Can you copy, word for word, everything from the line that contains "Locate the person standing" down to the final line?

─── RECORDS SUPPLIED ───

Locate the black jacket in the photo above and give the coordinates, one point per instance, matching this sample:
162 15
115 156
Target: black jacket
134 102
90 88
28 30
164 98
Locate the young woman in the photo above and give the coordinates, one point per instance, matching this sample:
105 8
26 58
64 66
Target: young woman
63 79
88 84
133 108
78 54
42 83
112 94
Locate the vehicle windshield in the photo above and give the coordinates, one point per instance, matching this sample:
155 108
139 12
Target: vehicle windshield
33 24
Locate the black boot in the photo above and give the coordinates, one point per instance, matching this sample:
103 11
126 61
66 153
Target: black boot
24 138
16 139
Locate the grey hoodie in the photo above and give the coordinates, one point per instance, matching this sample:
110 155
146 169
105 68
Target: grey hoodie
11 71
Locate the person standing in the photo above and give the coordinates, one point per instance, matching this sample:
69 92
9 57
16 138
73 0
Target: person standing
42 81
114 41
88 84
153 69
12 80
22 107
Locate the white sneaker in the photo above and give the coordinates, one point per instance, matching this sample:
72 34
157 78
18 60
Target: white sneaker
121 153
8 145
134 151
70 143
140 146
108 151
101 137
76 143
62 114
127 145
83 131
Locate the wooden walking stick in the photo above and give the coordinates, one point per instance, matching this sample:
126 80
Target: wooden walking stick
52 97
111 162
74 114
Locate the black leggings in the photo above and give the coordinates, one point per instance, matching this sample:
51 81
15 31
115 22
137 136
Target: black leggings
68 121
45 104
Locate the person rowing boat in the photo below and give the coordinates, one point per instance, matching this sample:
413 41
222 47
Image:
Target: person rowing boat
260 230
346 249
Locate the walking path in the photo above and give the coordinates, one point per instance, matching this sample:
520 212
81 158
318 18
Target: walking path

───

**TASK SOLUTION:**
Locate the person standing in the photo above and give the coordinates, one point per instance, matching this sample:
69 92
9 57
16 138
73 0
Target: person standing
42 81
114 41
88 84
153 69
12 80
22 107
Locate the white sneaker in the photo above and give the coordinates, one point per instance, matching this sample:
72 34
157 78
18 60
Target: white sneaker
121 153
8 145
134 151
70 143
140 146
108 151
101 137
76 143
62 114
127 145
83 131
Locate the wooden walking stick in the photo above and give the coordinates, one point per instance, matching this sample:
126 80
Target: wooden walking stick
52 97
111 162
74 114
Locate the black leggings in the photo above and give the coordinates, one point per instance, matching this sample:
51 81
15 31
115 22
137 136
Target: black leggings
68 121
45 104
Locate the person rowing boat in the photo below and give the coordinates, one point per instance, matching this sample:
413 41
222 47
Image:
Target: person rowing boat
260 230
346 249
Locate the walking path in the photo above and give the coordinates, one point per instance, matching this sample:
520 212
81 158
318 18
Target: walking path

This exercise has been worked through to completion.